* _WHAT TO DO_: Pick out each line of the entries below that contains the string "wall", and copy those lines. Case counts.

* _ENTRIES_:

===============

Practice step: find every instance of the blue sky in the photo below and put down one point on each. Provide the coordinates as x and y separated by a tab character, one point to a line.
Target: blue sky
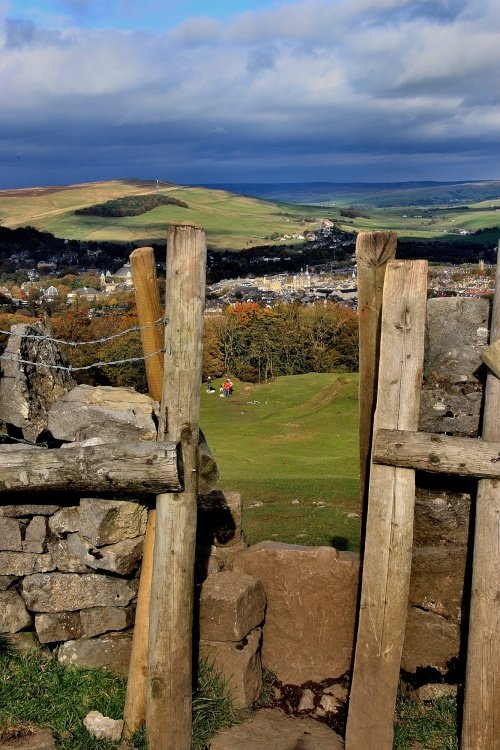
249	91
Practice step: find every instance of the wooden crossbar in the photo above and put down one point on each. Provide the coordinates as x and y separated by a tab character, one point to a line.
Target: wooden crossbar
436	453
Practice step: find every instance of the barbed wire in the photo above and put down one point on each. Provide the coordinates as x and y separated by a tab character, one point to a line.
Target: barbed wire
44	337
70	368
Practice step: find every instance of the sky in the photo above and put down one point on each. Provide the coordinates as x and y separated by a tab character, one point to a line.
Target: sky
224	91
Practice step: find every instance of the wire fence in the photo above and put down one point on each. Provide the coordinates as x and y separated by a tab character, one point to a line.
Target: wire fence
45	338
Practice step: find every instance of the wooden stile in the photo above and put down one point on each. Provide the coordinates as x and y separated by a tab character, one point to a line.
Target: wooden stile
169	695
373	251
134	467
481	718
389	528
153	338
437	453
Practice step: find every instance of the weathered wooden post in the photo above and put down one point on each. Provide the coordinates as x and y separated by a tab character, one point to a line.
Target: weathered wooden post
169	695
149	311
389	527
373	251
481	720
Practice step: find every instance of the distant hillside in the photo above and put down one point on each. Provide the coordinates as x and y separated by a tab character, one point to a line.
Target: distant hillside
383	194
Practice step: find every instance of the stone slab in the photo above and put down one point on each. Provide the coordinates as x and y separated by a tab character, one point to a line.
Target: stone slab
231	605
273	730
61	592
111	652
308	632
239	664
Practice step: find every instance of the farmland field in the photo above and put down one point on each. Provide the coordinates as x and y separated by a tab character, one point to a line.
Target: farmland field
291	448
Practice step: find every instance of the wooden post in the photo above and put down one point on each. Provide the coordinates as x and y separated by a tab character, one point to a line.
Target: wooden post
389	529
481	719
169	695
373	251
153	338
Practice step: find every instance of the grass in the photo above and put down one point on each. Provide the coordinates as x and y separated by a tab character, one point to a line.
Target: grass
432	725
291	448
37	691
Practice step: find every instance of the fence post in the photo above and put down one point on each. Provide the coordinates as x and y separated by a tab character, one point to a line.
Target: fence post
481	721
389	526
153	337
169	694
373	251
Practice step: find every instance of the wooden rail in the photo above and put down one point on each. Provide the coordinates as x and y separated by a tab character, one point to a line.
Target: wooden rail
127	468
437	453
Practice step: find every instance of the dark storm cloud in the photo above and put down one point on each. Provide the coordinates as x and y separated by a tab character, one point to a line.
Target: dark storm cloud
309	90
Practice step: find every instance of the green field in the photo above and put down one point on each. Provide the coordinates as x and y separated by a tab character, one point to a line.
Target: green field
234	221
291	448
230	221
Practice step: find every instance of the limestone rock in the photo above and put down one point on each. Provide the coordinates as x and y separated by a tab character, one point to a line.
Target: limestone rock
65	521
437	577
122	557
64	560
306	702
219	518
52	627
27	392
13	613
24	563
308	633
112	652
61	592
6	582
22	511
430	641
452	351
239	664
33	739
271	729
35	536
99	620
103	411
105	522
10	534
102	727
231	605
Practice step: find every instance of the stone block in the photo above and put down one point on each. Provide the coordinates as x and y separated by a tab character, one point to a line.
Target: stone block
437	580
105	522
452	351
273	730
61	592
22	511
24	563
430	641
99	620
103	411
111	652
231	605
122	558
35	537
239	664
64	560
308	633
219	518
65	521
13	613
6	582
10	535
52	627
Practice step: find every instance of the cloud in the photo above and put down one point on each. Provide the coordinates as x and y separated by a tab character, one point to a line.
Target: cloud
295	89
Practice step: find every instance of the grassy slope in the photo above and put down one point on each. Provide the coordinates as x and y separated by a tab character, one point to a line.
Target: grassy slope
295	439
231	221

===============

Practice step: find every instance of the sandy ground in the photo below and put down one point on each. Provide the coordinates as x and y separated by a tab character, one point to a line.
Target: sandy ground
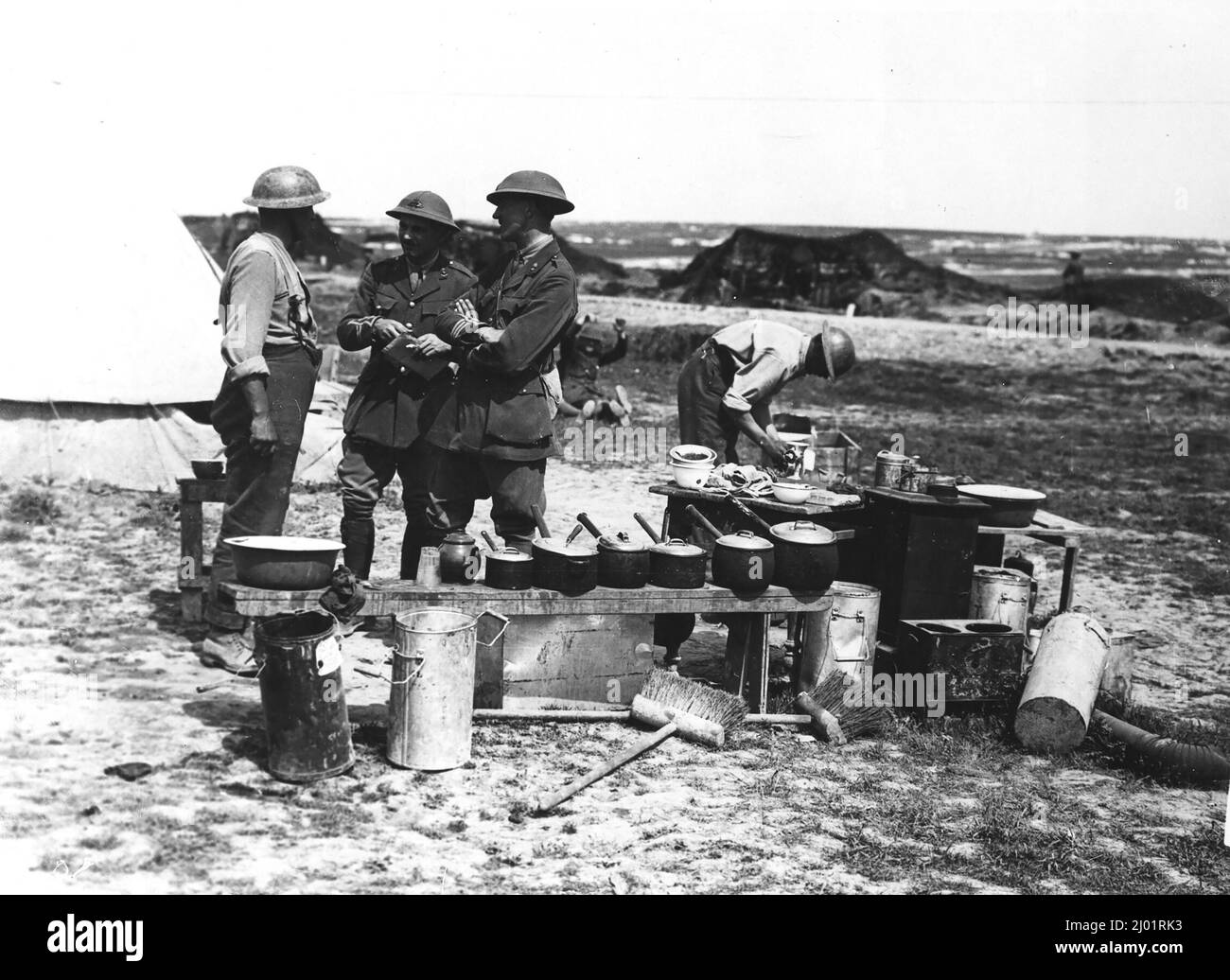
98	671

===============

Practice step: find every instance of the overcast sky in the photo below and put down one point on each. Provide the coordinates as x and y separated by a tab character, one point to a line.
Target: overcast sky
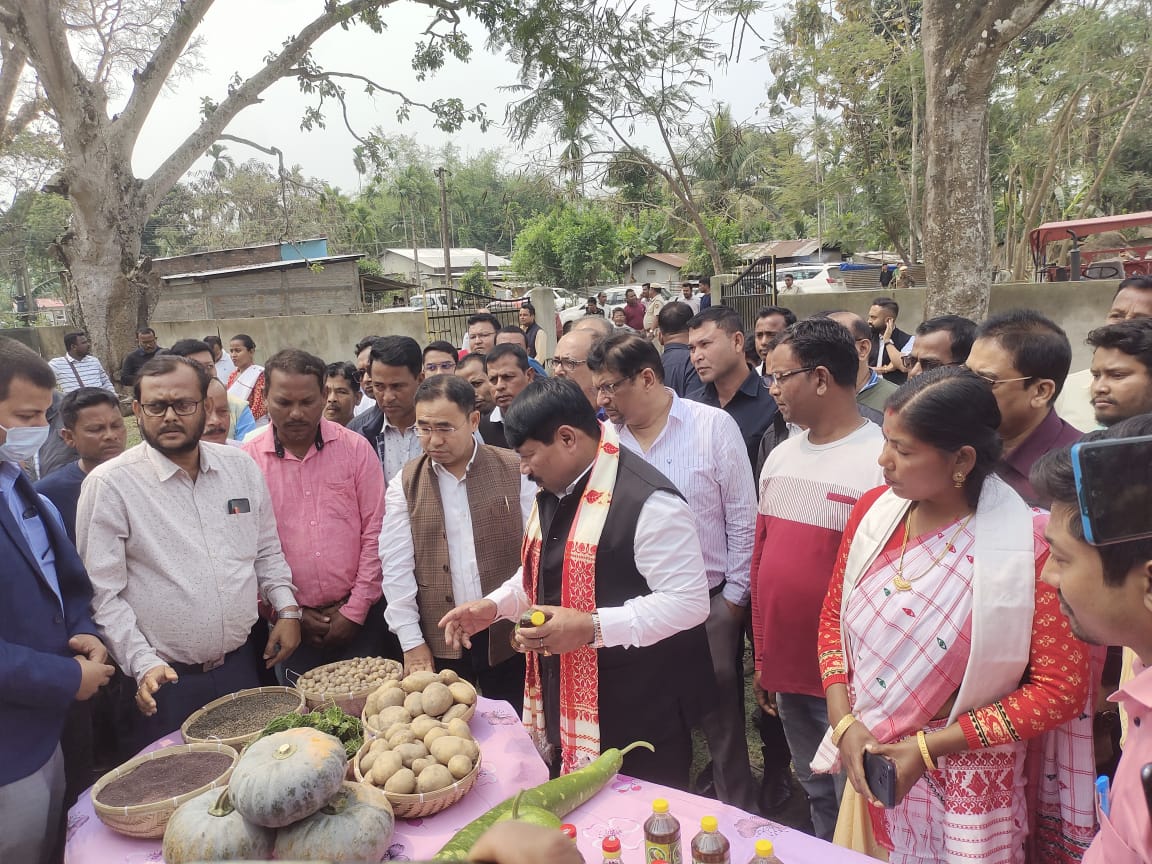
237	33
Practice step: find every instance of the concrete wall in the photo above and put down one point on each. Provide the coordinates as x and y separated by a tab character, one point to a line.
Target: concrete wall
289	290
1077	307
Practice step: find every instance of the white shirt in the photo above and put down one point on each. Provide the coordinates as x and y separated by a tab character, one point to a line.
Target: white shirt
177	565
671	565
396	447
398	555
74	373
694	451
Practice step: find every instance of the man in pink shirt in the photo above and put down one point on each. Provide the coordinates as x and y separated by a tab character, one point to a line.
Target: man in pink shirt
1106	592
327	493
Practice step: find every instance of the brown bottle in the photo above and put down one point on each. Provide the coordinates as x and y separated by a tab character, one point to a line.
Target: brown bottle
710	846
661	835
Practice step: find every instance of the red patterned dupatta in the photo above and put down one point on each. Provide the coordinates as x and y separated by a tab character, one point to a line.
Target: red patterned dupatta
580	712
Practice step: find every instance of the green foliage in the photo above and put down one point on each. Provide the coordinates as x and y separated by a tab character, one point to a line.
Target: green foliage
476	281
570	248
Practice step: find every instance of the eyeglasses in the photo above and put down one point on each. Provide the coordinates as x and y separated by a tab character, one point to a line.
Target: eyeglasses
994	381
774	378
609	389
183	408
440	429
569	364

===============

* _WRITTEN RESPONSE_:
Practice step: find every instance of the concrete wall in the photo above and put down one point on each. Provide the coordinates as x and y separated by a tab character, one point to a line.
Target: concrete wall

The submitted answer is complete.